HDU 4006 The kth great number 堆/优先级队列/线段树

题意：先输入两个整数 n, k。然后有 n 行输入， I 代表写下一个数字， Q代表询问在所有写下的数字中第 k 大的数数多少？

题解：因为当写下的数少于 k 个是不存在询问的情况。所以可以建一个堆，然后没写下一个数字，若它比堆中的最小数字还小，则堆不做改变。若它比堆中的最小数字要大，那么将堆中的最小数字去掉，并加入刚写入的数字。

具体写了三种方法：

方法一：最小堆

#include <algorithm>
#include <iostream>
using namespace std;

struct min_Heap
{
int array[1000002], size;

void siftDown ( int start ) //下滑调整，若子女的值小于父节点的值，则子节点上浮，之后继续向下层比较
{
int i = start, j = i * 2;
int temp = array[start];
while ( j <= size )
{
if ( j < size && array[j] > array[j+1] ) ++j;
if ( temp <= array[j] ) break;
else { swap(array[i],array[j]); i = j; j = j * 2; }
}
}

void siftUp ( int start ) //上滑调整，若子女的值小于父节点的值则互相交换
{
int j = start, i = j / 2;
int temp = array[j];
while ( j >= 1 )
{
if ( temp >= array[i] ) break;
else { swap(array[i],array[j]); j = i; i = i / 2; }
}
}

void build_minHeap () //建堆
{
int current = size / 2;
while ( current >= 1 )
{
siftDown ( current );
current--;
}
}

} minHeap;

int main()
{
char oper[3];
int n, k, num;
while ( scanf("%d%d",&n,&k) != EOF )
{
minHeap.size = 0;

for ( int i = 1; i <= n; i++ )
{
scanf("%s",oper);
if ( oper[0] == 'I' )
{
scanf("%d",&num);
if ( minHeap.size < k )
{
minHeap.size++;
minHeap.array[minHeap.size] = num;

if ( minHeap.size == k )
minHeap.build_minHeap ();
}
else if ( num > minHeap.array[1] )

**问题描述**
原样引用上面这篇解题文章中从“for ( int i”到“minHeap.size == k )”的文字。

[点位标注数据]
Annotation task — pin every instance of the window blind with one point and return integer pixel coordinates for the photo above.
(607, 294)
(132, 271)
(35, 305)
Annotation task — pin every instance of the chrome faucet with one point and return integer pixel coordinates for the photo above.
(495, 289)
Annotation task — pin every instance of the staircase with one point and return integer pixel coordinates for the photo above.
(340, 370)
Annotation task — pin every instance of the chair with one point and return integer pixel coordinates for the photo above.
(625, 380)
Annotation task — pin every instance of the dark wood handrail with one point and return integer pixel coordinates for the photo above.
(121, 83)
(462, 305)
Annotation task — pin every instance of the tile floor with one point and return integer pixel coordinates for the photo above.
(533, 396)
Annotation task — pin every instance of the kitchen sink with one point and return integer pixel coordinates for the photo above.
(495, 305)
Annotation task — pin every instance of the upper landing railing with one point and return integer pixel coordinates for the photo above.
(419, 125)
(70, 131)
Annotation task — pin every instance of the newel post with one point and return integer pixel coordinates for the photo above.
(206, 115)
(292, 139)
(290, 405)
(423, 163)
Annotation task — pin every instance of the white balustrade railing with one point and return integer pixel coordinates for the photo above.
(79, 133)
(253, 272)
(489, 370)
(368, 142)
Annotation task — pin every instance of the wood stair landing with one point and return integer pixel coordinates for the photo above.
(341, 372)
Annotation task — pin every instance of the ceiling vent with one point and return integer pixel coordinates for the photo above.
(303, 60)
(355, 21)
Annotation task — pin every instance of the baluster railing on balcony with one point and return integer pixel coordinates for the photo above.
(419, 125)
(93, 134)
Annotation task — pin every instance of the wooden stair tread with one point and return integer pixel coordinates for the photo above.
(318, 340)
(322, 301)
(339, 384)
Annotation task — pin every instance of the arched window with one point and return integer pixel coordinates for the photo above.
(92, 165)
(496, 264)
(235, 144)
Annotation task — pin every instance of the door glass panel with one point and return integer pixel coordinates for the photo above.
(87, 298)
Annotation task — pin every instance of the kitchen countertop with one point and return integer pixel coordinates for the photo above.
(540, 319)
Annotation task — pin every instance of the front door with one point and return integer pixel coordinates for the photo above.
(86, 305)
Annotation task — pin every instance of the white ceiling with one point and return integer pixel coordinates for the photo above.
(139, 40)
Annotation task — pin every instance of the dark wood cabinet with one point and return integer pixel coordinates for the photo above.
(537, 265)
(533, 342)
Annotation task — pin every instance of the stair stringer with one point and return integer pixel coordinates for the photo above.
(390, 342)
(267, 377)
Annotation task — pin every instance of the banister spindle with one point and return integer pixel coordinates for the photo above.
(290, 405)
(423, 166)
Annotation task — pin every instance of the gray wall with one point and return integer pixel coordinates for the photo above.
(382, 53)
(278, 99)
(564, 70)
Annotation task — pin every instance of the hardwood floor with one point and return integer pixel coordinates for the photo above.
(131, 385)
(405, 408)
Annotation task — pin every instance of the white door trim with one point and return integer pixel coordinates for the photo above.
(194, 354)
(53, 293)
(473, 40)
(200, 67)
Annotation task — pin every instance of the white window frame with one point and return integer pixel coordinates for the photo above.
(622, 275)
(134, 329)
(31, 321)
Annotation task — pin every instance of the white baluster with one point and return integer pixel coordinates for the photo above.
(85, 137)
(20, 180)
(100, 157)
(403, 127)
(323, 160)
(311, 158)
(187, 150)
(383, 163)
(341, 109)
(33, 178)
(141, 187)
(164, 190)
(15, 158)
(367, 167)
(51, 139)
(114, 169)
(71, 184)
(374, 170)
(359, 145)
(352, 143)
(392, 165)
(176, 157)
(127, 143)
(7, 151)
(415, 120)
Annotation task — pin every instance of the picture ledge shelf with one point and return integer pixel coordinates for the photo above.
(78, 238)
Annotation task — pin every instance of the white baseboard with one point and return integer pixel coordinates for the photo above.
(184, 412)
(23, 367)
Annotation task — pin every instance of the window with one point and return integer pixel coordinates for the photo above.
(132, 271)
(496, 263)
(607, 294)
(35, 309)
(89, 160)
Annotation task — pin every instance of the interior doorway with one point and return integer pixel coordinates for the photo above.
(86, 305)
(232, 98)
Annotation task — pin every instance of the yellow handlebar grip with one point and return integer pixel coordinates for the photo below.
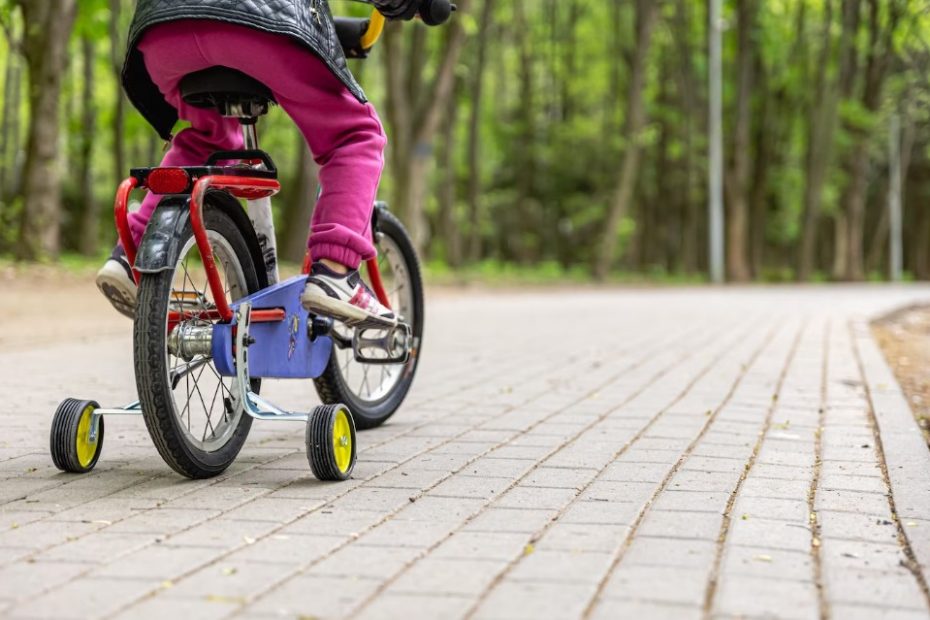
(375, 28)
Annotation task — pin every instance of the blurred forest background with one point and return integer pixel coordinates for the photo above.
(568, 136)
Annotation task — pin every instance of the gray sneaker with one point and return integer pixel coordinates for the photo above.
(116, 283)
(344, 297)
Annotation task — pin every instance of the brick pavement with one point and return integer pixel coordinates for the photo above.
(687, 453)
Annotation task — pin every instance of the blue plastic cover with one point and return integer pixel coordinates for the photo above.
(282, 349)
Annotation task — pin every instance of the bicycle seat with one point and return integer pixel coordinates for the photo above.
(231, 92)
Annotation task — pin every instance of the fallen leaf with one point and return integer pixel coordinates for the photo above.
(217, 598)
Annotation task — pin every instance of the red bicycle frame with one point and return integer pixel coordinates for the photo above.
(250, 188)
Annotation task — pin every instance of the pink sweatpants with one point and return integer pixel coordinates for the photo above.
(345, 136)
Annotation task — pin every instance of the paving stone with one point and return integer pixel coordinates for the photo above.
(521, 473)
(681, 524)
(465, 577)
(612, 608)
(519, 599)
(682, 586)
(512, 520)
(747, 596)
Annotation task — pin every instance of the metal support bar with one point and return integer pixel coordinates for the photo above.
(133, 408)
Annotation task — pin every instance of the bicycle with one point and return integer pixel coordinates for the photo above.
(219, 339)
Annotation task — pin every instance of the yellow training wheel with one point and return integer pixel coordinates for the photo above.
(331, 442)
(76, 436)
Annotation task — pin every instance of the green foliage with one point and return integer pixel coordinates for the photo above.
(551, 134)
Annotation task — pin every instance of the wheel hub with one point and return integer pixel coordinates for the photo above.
(188, 340)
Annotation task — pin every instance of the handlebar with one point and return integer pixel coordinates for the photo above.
(432, 12)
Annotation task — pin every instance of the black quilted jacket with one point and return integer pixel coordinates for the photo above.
(308, 21)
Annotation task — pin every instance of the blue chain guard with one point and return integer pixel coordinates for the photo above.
(282, 349)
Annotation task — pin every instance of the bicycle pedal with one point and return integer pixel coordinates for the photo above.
(393, 343)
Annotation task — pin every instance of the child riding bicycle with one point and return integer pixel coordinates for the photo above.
(291, 46)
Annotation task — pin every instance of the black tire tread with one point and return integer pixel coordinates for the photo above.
(149, 346)
(63, 436)
(319, 443)
(330, 386)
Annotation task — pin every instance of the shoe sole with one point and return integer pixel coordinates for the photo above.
(113, 287)
(343, 311)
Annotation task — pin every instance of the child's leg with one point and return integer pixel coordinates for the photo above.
(345, 136)
(170, 54)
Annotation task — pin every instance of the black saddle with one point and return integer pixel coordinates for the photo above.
(231, 92)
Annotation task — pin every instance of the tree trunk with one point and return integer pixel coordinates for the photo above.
(822, 124)
(475, 211)
(90, 212)
(738, 178)
(44, 44)
(879, 57)
(647, 12)
(449, 226)
(692, 110)
(9, 140)
(414, 108)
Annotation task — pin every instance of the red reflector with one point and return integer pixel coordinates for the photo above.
(168, 181)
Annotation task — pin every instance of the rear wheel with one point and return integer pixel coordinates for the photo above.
(187, 405)
(375, 391)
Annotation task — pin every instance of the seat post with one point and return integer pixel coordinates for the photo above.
(249, 135)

**本题结果**
for ( int i = 1; i <= n; i++ )
{
scanf("%s",oper);
if ( oper[0] == 'I' )
{
scanf("%d",&num);
if ( minHeap.size < k )
{
minHeap.size++;
minHeap.array[minHeap.size] = num;

if ( minHeap.size == k )